- _SOURCE EXTRACT_:

One or more directories are not empty. Copy operation aborted.

Number of images in train set: 720
Number of images in validation set: 360
Number of images in test set: 120


### Review Data

In [9]:
with open(os.path.join(train_dataset_path, "labels.json"), "r") as f:
  labels_json = json.load(f)
for category_item in labels_json["categories"]:
  print(f"{category_item['id']}: {category_item['name']}")

0: background
1: santamariadelfiore
2: battisterosangiovanni
3: campanilegiotto
4: galleriauffizi
5: loggialanzi
6: palazzovecchio
7: pontevecchio
8: basilicasantacroce
9: palazzopitti
10: piazzalemichelangelo
11: basilicasantamarianovella
12: basilicasanminiato


### Create Dataset

In [None]:
# TODO: do I need this instruction ?

cache_dirs = ["/tmp/od_data/train", "/tmp/od_data/validation"]

for cache_dir in cache_dirs:
    if os.path.exists(cache_dir):
        shutil.rmtree(cache_dir)

In [10]:
train_data = object_detector.Dataset.from_coco_folder(train_dataset_path, cache_dir="/tmp/od_data/train")
validation_data = object_detector.Dataset.from_coco_folder(validation_dataset_path, cache_dir="/tmp/od_data/validation")

print(f"{'Training Dataset Size:':<25} {train_data.size:>4}")
print(f"{'Validation Dataset Size:':<25} {validation_data.size:>4}")

Training Dataset Size:     720
Validation Dataset Size:   360


## Augmentation

### Augment Data

In [11]:
import albumentations as A
import numpy as np
import cv2

In [12]:
def get_transform(set='train'):
    bboxes_params = A.BboxParams(format='coco', min_visibility=0.3, label_fields=['class_labels']) # TODO: check min_visibility

    if set == 'train':
        transform = A.Compose([
            A.RandomResizedCrop(height=640, width=640, scale=(0.8, 1.0), ratio=(0.9, 1.1), p=0.25), # TODO: check h,w
            A.HorizontalFlip(p=0.5),
            A.RandomBrightnessContrast(brightness_limit=0.2, contrast_limit=0.2, p=0.5),
            A.HueSaturationValue(hue_shift_limit=20, sat_shift_limit=30, val_shift_limit=20, p=0.5),
            A.GaussNoise(var_limit=(10.0, 50.0), p=0.5),
            A.RandomShadow(num_shadows_lower=1, num_shadows_upper=3, shadow_dimension=5, shadow_roi=(0, 0.5, 1, 1), p=0.25),
            A.CLAHE(clip_limit=4.0, tile_grid_size=(8, 8), p=0.5),
            A.OneOf([
                A.MotionBlur(blur_limit=7, p=0.5),
                A.MedianBlur(blur_limit=7, p=0.5),
                A.GaussianBlur(blur_limit=7, p=0.5),
            ], p=0.3),
            A.ShiftScaleRotate(shift_limit=0.1, scale_limit=0.2, rotate_limit=15, border_mode=0, p=0.3)

Items listed in the dataset:

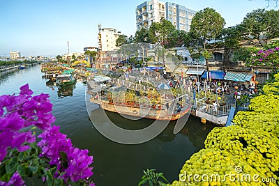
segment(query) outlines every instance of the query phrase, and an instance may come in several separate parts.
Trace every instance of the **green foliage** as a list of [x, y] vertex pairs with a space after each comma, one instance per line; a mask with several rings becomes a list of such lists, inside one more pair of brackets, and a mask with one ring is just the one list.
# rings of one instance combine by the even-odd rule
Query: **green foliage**
[[39, 157], [40, 148], [36, 144], [29, 145], [31, 148], [24, 152], [15, 149], [10, 150], [9, 158], [5, 159], [0, 165], [0, 180], [8, 182], [17, 171], [22, 178], [45, 177], [46, 179], [44, 183], [47, 183], [47, 185], [66, 185], [62, 179], [53, 177], [56, 167], [50, 166], [45, 157]]
[[195, 39], [205, 45], [221, 35], [225, 21], [214, 9], [206, 8], [197, 12], [192, 20], [190, 31]]
[[138, 186], [144, 185], [146, 183], [150, 186], [156, 186], [162, 185], [160, 182], [159, 181], [160, 178], [162, 178], [163, 180], [168, 182], [167, 180], [163, 175], [163, 173], [156, 173], [156, 169], [147, 169], [146, 171], [144, 171], [144, 176], [142, 177], [142, 180], [140, 182]]
[[151, 42], [149, 30], [142, 28], [140, 31], [137, 31], [135, 34], [135, 42]]
[[160, 22], [153, 22], [149, 28], [149, 36], [152, 43], [160, 43], [166, 45], [170, 42], [175, 31], [171, 22], [162, 17]]
[[[279, 73], [274, 77], [278, 80]], [[250, 100], [250, 109], [252, 111], [237, 113], [232, 121], [236, 125], [214, 128], [204, 142], [205, 149], [186, 161], [180, 171], [179, 180], [174, 181], [172, 185], [266, 185], [266, 183], [260, 182], [262, 178], [278, 180], [279, 95], [273, 94], [275, 91], [271, 91], [274, 90], [272, 86], [277, 88], [277, 82], [264, 86], [264, 93], [268, 94]], [[241, 171], [236, 172], [237, 167]], [[257, 174], [259, 182], [232, 182], [225, 178], [229, 173], [239, 177]], [[218, 174], [222, 181], [209, 179], [197, 182], [193, 179], [195, 174]], [[278, 183], [271, 182], [268, 185]]]
[[245, 40], [262, 47], [279, 36], [279, 10], [257, 9], [249, 13], [241, 24]]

- _WORK INSTRUCTIONS_:
1. In the object detection notebook excerpt, how many images are in the test set?
2. Extend the object detection notebook excerpt, picking up right after its last line.

- _RESPONSE LIST_:
1. 120

2.
        ], bbox_params=bboxes_params)

    elif set == 'validation':
        transform = A.Compose([
            A.HorizontalFlip(p=0.5),
            A.CLAHE(clip_limit=4.0, tile_grid_size=(8, 8), p=0.5),
        ], bbox_params=bboxes_params)

    return transform

In [13]:
with open(os.path.join(train_dataset_path, 'labels.json'), 'r') as f:
    train_json = json.load(f)

with open(os.path.join(validation_dataset_path, 'labels.json'), 'r') as f:
    val_json = json.load(f)

with open(os.path.join(test_dataset_path, 'labels.json'), 'r') as f:
    test_json = json.load(f)

n_images = max(train_json['images'][-1]['id'], val_json['images'][-1]['id'], test_json['images'][-1]['id'])
n_annotations = max(train_json['annotations'][-1]['id'], val_json['annotations'][-1]['id'], test_json['annotations'][-1]['id'])

In [14]:
def clip_bbox(bbox, image_width, image_height):
    x_min, y_min, width, height = bbox

    x_min = max(0, min(x_min, image_width - 1)) # TODO: check -1
    y_min = max(0, min(y_min, image_height - 1)) # TODO: check -1
    width = min(width, image_width - x_min)
    height = min(height, image_height - y_min)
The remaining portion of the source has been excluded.